◆ **Problem to solve**
Print all of the material below verbatim, line by line, with nothing altered or left out.

— Start of Material —

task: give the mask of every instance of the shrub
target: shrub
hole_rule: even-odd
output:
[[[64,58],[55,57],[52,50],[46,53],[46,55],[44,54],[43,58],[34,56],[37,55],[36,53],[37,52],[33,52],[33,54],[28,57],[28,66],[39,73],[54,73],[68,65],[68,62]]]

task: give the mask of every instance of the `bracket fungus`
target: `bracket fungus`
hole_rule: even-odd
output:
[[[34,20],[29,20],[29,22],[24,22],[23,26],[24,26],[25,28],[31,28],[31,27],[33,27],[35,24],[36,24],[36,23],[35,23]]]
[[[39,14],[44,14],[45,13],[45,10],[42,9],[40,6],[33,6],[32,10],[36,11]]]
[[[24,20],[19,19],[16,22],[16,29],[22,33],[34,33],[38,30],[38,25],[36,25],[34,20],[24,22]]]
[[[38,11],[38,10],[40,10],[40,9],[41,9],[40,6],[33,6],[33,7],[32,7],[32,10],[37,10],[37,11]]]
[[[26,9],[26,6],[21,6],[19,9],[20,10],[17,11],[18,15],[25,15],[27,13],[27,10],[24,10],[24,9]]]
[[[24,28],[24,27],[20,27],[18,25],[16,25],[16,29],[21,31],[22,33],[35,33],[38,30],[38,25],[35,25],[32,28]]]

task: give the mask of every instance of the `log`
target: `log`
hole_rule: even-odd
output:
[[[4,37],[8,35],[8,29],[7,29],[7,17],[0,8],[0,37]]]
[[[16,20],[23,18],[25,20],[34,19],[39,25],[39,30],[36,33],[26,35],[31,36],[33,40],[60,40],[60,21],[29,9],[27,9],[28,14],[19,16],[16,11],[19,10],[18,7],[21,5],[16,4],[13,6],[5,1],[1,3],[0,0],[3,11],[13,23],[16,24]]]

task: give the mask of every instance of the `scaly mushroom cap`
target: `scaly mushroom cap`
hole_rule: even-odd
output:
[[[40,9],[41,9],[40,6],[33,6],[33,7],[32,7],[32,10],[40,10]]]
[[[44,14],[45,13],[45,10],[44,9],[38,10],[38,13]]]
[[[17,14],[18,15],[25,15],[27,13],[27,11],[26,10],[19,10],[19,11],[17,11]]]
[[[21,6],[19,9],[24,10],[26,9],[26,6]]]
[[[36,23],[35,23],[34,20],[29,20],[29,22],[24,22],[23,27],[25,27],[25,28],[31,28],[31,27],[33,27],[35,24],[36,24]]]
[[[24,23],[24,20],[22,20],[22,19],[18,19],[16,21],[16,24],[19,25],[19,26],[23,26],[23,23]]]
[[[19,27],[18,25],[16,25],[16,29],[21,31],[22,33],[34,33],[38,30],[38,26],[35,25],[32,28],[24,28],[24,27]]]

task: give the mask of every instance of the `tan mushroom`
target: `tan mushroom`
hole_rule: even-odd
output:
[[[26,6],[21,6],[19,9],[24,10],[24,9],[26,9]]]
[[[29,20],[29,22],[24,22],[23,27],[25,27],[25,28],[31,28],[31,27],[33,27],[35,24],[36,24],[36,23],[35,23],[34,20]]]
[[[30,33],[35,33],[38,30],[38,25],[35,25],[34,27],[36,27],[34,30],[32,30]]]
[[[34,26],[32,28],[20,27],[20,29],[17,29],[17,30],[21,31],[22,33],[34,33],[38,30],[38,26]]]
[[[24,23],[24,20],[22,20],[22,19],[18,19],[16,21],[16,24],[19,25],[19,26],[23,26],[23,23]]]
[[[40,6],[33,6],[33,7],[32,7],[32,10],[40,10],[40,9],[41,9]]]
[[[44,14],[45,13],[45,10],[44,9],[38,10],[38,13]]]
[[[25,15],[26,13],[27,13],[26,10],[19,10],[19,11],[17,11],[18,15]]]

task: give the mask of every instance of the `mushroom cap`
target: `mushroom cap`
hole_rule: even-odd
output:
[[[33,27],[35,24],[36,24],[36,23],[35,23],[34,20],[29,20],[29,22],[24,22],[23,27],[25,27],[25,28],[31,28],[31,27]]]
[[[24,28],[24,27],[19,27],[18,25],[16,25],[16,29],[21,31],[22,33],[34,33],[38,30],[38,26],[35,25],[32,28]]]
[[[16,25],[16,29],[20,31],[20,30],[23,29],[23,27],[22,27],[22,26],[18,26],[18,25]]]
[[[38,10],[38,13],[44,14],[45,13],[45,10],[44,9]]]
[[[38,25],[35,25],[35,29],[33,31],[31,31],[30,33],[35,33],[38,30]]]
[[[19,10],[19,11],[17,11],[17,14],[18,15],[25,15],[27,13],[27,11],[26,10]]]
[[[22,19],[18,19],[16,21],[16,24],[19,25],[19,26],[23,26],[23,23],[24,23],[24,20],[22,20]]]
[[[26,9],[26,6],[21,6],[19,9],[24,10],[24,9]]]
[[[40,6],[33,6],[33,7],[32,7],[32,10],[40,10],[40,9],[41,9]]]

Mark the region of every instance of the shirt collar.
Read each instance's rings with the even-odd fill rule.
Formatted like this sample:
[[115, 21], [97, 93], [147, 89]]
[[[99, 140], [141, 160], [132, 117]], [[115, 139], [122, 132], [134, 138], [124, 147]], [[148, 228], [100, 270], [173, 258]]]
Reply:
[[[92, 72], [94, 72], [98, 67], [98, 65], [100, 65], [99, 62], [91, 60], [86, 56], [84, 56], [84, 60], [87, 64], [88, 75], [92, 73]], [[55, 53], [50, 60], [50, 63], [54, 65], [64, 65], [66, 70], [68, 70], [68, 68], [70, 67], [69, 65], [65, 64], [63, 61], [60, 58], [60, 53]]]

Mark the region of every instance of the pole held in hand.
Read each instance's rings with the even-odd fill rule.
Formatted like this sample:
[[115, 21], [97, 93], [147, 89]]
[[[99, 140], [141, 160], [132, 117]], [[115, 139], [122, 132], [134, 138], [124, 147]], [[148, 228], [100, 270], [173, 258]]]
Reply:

— End of Material —

◆ **Completed exercise**
task: give the mask of every instance of the shrub
target: shrub
hole_rule: even-odd
output:
[[[64,58],[55,57],[52,50],[46,53],[46,55],[44,54],[43,58],[34,56],[37,55],[36,53],[37,52],[33,52],[33,54],[28,57],[28,66],[39,73],[54,73],[68,65],[68,62]]]

task: give the mask of every instance of the `bracket fungus`
target: `bracket fungus`
hole_rule: even-odd
output:
[[[34,20],[29,20],[29,22],[24,22],[23,26],[24,26],[25,28],[31,28],[31,27],[33,27],[35,24],[36,24],[36,23],[35,23]]]
[[[39,14],[44,14],[45,13],[45,10],[42,9],[40,6],[33,6],[32,10],[36,11]]]
[[[24,20],[19,19],[16,22],[16,29],[22,33],[34,33],[38,30],[38,25],[36,25],[34,20],[24,22]]]
[[[38,11],[38,10],[40,10],[40,9],[41,9],[40,6],[33,6],[33,7],[32,7],[32,10],[37,10],[37,11]]]
[[[26,9],[26,6],[21,6],[19,9],[20,10],[17,11],[18,15],[25,15],[27,13],[27,10],[24,10],[24,9]]]
[[[24,28],[24,27],[20,27],[18,25],[16,25],[16,29],[21,31],[22,33],[35,33],[38,30],[38,25],[35,25],[32,28]]]

task: give the mask of every instance of the `log`
target: `log`
hole_rule: even-odd
output:
[[[4,37],[8,35],[8,29],[7,29],[7,17],[0,8],[0,37]]]
[[[16,20],[23,18],[25,20],[34,19],[39,25],[39,30],[36,33],[26,35],[31,36],[33,40],[60,40],[60,21],[29,9],[27,9],[28,14],[19,16],[16,11],[19,10],[18,7],[21,5],[16,4],[13,6],[5,1],[1,3],[0,0],[3,11],[13,23],[16,24]]]

task: give the mask of every instance of the `scaly mushroom cap`
target: `scaly mushroom cap`
hole_rule: even-odd
output:
[[[40,9],[41,9],[40,6],[33,6],[33,7],[32,7],[32,10],[40,10]]]
[[[44,14],[45,13],[45,10],[44,9],[38,10],[38,13]]]
[[[17,14],[18,15],[25,15],[27,13],[27,11],[26,10],[19,10],[19,11],[17,11]]]
[[[21,6],[19,9],[24,10],[26,9],[26,6]]]
[[[36,23],[35,23],[34,20],[29,20],[29,22],[24,22],[23,27],[25,27],[25,28],[31,28],[31,27],[33,27],[35,24],[36,24]]]
[[[24,23],[24,20],[22,20],[22,19],[18,19],[16,21],[16,24],[19,25],[19,26],[23,26],[23,23]]]
[[[19,27],[18,25],[16,25],[16,29],[21,31],[22,33],[34,33],[38,30],[38,26],[35,25],[32,28],[24,28],[24,27]]]

task: give the mask of every instance of the `tan mushroom`
target: `tan mushroom`
hole_rule: even-odd
output:
[[[26,6],[21,6],[19,9],[24,10],[24,9],[26,9]]]
[[[29,20],[29,22],[24,22],[23,27],[25,27],[25,28],[31,28],[31,27],[33,27],[35,24],[36,24],[36,23],[35,23],[34,20]]]
[[[30,33],[35,33],[38,30],[38,25],[35,25],[34,27],[36,27],[34,30],[32,30]]]
[[[34,26],[32,28],[20,27],[20,29],[17,29],[17,30],[21,31],[22,33],[34,33],[38,30],[38,26]]]
[[[24,23],[24,20],[22,20],[22,19],[18,19],[16,21],[16,24],[19,25],[19,26],[23,26],[23,23]]]
[[[40,6],[33,6],[33,7],[32,7],[32,10],[40,10],[40,9],[41,9]]]
[[[44,14],[45,13],[45,10],[44,9],[38,10],[38,13]]]
[[[25,15],[26,13],[27,13],[26,10],[19,10],[19,11],[17,11],[18,15]]]

task: give the mask of every instance of the `mushroom cap`
target: `mushroom cap`
hole_rule: even-odd
output:
[[[33,27],[35,24],[36,24],[36,23],[35,23],[34,20],[29,20],[29,22],[24,22],[23,27],[25,27],[25,28],[31,28],[31,27]]]
[[[24,28],[24,27],[19,27],[18,25],[16,25],[16,29],[21,31],[22,33],[34,33],[38,30],[38,26],[35,25],[32,28]]]
[[[16,25],[16,29],[20,31],[20,30],[23,29],[23,27],[22,27],[22,26],[18,26],[18,25]]]
[[[38,10],[38,13],[44,14],[45,13],[45,10],[44,9]]]
[[[38,25],[35,25],[35,29],[33,31],[31,31],[30,33],[35,33],[38,30]]]
[[[19,10],[19,11],[17,11],[17,14],[18,15],[25,15],[27,13],[27,11],[26,10]]]
[[[22,19],[18,19],[16,21],[16,24],[19,25],[19,26],[23,26],[23,23],[24,23],[24,20],[22,20]]]
[[[26,9],[26,6],[21,6],[19,9],[24,10],[24,9]]]
[[[40,6],[33,6],[33,7],[32,7],[32,10],[40,10],[40,9],[41,9]]]

Mark the region of every instance of the shirt collar.
Read each instance's rings with the even-odd fill rule.
Formatted like this sample:
[[115, 21], [97, 93], [147, 89]]
[[[99, 140], [141, 160], [132, 117]], [[115, 139], [122, 132], [134, 138], [124, 147]], [[148, 228], [100, 270], [173, 258]]]
Reply:
[[[92, 72], [94, 72], [98, 67], [98, 65], [100, 65], [99, 62], [91, 60], [86, 56], [84, 56], [84, 60], [87, 64], [88, 75], [92, 73]], [[55, 53], [50, 60], [50, 63], [54, 65], [64, 65], [66, 70], [68, 70], [68, 68], [70, 67], [69, 65], [65, 64], [63, 61], [60, 58], [60, 53]]]

Mark the region of every instance of the pole held in hand.
Read each instance's rings with the even-odd fill rule.
Formatted like this sample:
[[115, 21], [97, 93], [147, 89]]
[[[99, 140], [141, 160], [132, 117]], [[115, 139], [122, 132], [134, 138], [124, 147]], [[148, 228], [100, 270], [173, 258]]]
Reply:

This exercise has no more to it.